[Extracted records]
------------------------

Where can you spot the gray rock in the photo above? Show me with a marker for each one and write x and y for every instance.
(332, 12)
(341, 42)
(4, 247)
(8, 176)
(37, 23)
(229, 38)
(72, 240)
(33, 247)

------------------------

Task objective: Please swap "gray rock" for "dark stone" in the items above and give them again with everything else left unchanged.

Task response:
Where can you spot the dark stone in the photo above? Show me with a marker for each one and write x and y for every instance.
(332, 12)
(341, 42)
(4, 247)
(8, 176)
(37, 23)
(229, 38)
(72, 240)
(33, 247)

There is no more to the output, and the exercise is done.